# [DOCUMENT SECTION]
>> start

I tried so hard, so very hard. Smiled, went through the buffet line, but instead of enjoying I observed, watched and wondered why don’t I have it together? Motherhood felt so hard and I certainly felt like the cards really should have been for someone else.
One year I decided I didn’t want to go out for brunch anymore.
One year I was a single mom for the first time ever on Mother’s Day.
One year I was in New Zealand and had to Skype my kids on Mother’s Day but I don’t even know if it was Mother’s Day in the States.
One year I realized Mother’s Day wasn’t ever about me.
It was about my kids.
It was their day of cute glued crafts and notes that they wrote in school and handprints and phone calls across the country. Kind of a day where they were given this moment to step back and say thank you. It was, in a way, that subtle kick in the pants to our kids to look at what their moms do. Because let’s face it, they don’t really get it. they don’t get the projects and driving to school because they forgot homework and all of it.
Now listen, I also learned that even if they say nothing to you on Mother’s Day, which moms of young kids you might want to plug your ears and pretend not to hear this part, that it doesn’t mean they don’t love you or that you aren’t a good mom. They just go through phases, through moments, through issues. And motherhood can’t be graded by that day, by a brunch or a card from Hallmark. It does really feel like a punch in the gut, I get that. So if you have that happen, please know you are not alone there.
But motherhood?

>> end

# [WRITTEN TASKS]
**a)** Answer these from the Mother's Day essay:
(i) In which country was the writer during the year the kids had to be reached over Skype?
(ii) What did the writer decide one year about going out for brunch?
(iii) By what three things does the essay say motherhood can't be graded?
**b)** Write the next part of the Mother's Day essay, picking up right after "But motherhood?"

# [RECORDED DATA]
>> start

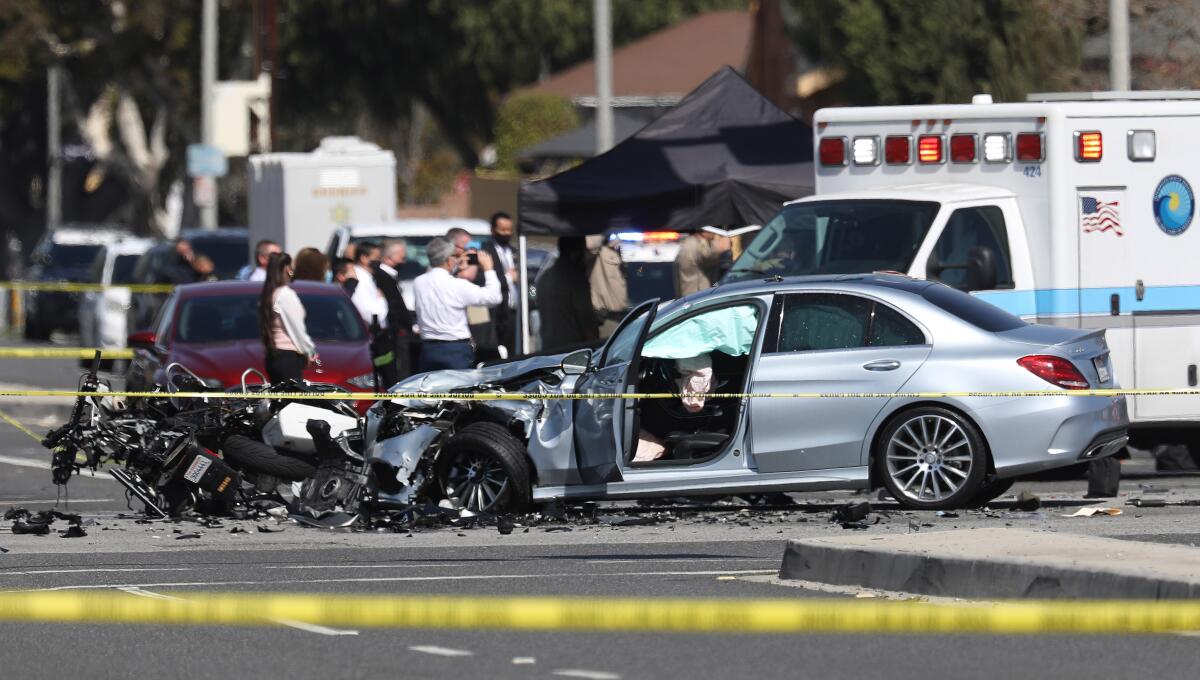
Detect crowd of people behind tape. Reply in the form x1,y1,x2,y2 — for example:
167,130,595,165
162,212,730,386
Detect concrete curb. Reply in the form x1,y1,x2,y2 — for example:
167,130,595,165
779,529,1200,600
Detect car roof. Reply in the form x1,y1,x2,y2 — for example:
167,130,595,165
344,217,491,239
175,281,346,297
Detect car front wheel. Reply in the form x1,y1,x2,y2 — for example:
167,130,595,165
875,407,988,510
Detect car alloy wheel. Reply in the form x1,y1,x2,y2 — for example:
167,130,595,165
884,410,978,505
442,452,509,512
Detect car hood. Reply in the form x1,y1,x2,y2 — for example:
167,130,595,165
389,354,566,393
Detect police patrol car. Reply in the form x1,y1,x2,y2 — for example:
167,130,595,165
727,91,1200,453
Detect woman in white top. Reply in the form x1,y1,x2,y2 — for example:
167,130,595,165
258,253,318,385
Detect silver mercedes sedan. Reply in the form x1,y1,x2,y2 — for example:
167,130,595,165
366,275,1129,512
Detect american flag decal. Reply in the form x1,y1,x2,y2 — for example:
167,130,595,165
1080,195,1124,236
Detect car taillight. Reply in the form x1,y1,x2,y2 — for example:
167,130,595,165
1016,132,1045,163
1016,354,1091,390
817,137,846,166
1075,130,1104,163
950,134,976,163
917,134,946,164
883,134,912,166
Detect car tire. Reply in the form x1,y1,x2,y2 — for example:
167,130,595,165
874,407,988,510
221,434,317,482
964,479,1016,509
434,422,532,513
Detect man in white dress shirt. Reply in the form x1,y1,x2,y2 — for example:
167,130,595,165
417,237,502,372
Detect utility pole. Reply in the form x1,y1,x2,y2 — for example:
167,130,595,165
1109,0,1133,92
46,64,62,231
592,0,613,156
200,0,217,229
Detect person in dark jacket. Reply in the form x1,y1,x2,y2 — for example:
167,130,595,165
371,240,413,390
538,236,600,350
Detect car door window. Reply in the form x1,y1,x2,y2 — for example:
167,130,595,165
934,205,1013,289
776,293,926,351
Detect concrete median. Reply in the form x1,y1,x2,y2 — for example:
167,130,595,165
780,528,1200,600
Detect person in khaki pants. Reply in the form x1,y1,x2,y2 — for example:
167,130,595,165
588,236,629,338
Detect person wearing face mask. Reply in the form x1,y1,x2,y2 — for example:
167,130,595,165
258,253,320,385
475,212,520,356
538,236,600,350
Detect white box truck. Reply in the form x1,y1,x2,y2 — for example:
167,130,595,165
730,91,1200,453
250,137,396,255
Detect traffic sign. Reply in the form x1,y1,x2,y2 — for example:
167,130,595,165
187,144,229,177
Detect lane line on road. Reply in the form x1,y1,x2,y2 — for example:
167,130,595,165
118,585,359,637
25,568,779,592
408,644,475,656
551,668,620,680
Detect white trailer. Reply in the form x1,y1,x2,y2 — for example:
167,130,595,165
733,92,1200,441
250,137,396,254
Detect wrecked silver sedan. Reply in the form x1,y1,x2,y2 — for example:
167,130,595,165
365,275,1128,512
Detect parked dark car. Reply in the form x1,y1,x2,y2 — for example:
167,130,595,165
128,227,250,329
24,223,131,339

>> end

# [ANSWERS PER TASK]
**a)**
(i) New Zealand.
(ii) The writer decided not to go out for brunch anymore.
(iii) That day, a brunch, or a card from Hallmark.

**b)**
It’s just really about the day to day.
The funny thing about those brunch days is when I look back the favorite one I remember was the year my daughter came to the table with a giant plate heaping with blackberries. I’m talking probably $25 worth of blackberries on it. I looked, looked around, and just got the biggest smile on my face. I didn’t really care that her dress was stained or that it was a bit hilarious at the quantity. I saw her grin and my heart, that heart that loves our kids fiercely, melted.
That is awesome.
That’s what I told her.
It was in that moment, I think I realized what motherhood really is about and what really matters. It’s not that picture, that status update, none of it. It is you loving, giving, caring, showing up and being there for them.
Being there.
At brunches and school and text and homework times and sick times and great times and sad times and wonderful times and crazy times. And sometimes you put on the I’ve got it all together and you make it through time.
You’ve got this.
Happy Mother’s Day real mom friends. And you know what else I’ve learned? That brunch? It wasn’t ever for me. It was for my mom and my kids grandmas. And so what if it was hard. It was a gift. One that now, years later, I’m grateful for.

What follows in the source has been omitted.